# [Text shown]
"""
Functions for identifying peaks in signals.
"""

import numpy as np

from scipy.signal.wavelets import cwt, ricker
from scipy.stats import scoreatpercentile


def _boolrelextrema(data, comparator,
                  axis=0, order=1, mode='clip'):
    """
    Calculate the relative extrema of `data`.

    Relative extrema are calculated by finding locations where
    comparator(data[n],data[n+1:n+order+1]) = True.

    Parameters
    ----------
    data: ndarray
    comparator: function
        function to use to compare two data points.
        Should take 2 numbers as arguments
    axis: int, optional
        axis over which to select from `data`
    order: int, optional
        How many points on each side to require
        a `comparator`(n,n+x) = True.
    mode: string, optional
        How the edges of the vector are treated.
        'wrap' (wrap around) or 'clip' (treat overflow
        as the same as the last (or first) element).
        Default 'clip'. See numpy.take

    Returns
    -------
    extrema: ndarray
        Indices of the extrema, as boolean array
        of same shape as data. True for an extrema,
        False else.

    See also
    --------
    argrelmax,argrelmin

    Examples
    --------
    >>> testdata = np.array([1,2,3,2,1])
    >>> argrelextrema(testdata, np.greater, axis=0)
    array([False, False,  True, False, False], dtype=bool)
    """

    if((int(order) != order) or (order < 1)):
        raise ValueError('Order must be an int >= 1')

    datalen = data.shape[axis]
    locs = np.arange(0, datalen)

    results = np.ones(data.shape, dtype=bool)
    main = data.take(locs, axis=axis, mode=mode)
    for shift in xrange(1, order + 1):
        plus = data.take(locs + shift, axis=axis, mode=mode)
        minus = data.take(locs - shift, axis=axis, mode=mode)
        results &= comparator(main, plus)
        results &= comparator(main, minus)
        if(~results.any()):
            return results
    return results


def argrelmin(data, axis=0, order=1, mode='clip'):
    """
    Calculate the relative minima of `data`.

    See also
    --------
    argrelextrema,argrelmax
    """
    return argrelextrema(data, np.less, axis, order, mode)


def argrelmax(data, axis=0, order=1, mode='clip'):
    """
    Calculate the relative maxima of `data`.

    See also
    --------
    argrelextrema,argrelmin
    """
    return argrelextrema(data, np.greater, axis, order, mode)


def argrelextrema(data, comparator,
                  axis=0, order=1, mode='clip'):
    """
    Calculate the relative extrema of `data`

    Returns
    -------
    extrema: ndarray
        Indices of the extrema, as an array
        of integers (same format as argmin, argmax

    See also
    --------
    argrelmin, argrelmax

    """
    results = _boolrelextrema(data, comparator,
                              axis, order, mode)

# [Material supplied]
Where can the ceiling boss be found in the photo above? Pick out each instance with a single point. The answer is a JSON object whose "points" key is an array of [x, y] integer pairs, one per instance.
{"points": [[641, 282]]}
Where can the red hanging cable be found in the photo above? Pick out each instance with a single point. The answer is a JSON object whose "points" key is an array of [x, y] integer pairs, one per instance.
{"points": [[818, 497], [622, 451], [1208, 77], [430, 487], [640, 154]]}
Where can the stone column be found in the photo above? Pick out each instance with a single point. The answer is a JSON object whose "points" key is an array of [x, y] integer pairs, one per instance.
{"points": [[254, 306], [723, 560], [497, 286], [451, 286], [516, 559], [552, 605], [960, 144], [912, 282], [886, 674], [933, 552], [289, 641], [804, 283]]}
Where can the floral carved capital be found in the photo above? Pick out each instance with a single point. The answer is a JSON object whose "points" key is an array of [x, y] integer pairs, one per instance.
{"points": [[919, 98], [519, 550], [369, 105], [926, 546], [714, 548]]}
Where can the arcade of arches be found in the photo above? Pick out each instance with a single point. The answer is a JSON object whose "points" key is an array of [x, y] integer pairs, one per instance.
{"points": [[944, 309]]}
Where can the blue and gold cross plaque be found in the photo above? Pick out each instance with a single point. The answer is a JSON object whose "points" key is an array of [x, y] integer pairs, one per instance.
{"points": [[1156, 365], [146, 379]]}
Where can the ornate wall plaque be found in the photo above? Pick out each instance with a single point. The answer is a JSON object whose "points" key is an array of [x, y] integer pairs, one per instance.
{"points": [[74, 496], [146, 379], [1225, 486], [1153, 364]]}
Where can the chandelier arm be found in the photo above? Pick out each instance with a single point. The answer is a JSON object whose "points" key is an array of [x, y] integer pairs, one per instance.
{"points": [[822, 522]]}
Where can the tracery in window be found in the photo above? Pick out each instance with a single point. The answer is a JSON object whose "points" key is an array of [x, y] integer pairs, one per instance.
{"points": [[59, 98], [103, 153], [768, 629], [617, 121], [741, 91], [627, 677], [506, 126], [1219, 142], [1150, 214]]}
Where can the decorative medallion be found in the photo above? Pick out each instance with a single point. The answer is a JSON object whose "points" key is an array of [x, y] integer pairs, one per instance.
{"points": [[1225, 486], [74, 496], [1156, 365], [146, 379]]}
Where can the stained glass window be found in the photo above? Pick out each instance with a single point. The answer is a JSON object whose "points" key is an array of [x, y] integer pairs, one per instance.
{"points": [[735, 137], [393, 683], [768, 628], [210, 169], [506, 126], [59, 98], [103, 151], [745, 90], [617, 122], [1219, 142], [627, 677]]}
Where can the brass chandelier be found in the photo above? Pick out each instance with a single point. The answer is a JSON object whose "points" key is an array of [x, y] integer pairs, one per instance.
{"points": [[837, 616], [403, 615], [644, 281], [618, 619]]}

# [Short exercise]
Reproduce the part of the peak-finding code that starts with the words "for shift in" and ends with "- shift, axis=axis, mode=mode)". The material above comes from an unrelated source.

# [Worked answer]
for shift in xrange(1, order + 1):
        plus = data.take(locs + shift, axis=axis, mode=mode)
        minus = data.take(locs - shift, axis=axis, mode=mode)